** Excerpted data follows **

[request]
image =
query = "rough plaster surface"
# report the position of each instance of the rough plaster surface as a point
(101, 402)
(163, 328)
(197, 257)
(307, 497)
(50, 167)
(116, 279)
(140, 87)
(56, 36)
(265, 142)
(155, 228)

** End of Excerpted data **

◆ **Work request**
Output every record above a second time, exactly.

◆ **Solved problem**
[request]
image =
query = "rough plaster surface"
# report the position of each instance of the rough plaster surface as a point
(101, 402)
(163, 328)
(197, 257)
(307, 497)
(50, 167)
(116, 279)
(140, 87)
(56, 36)
(265, 142)
(155, 228)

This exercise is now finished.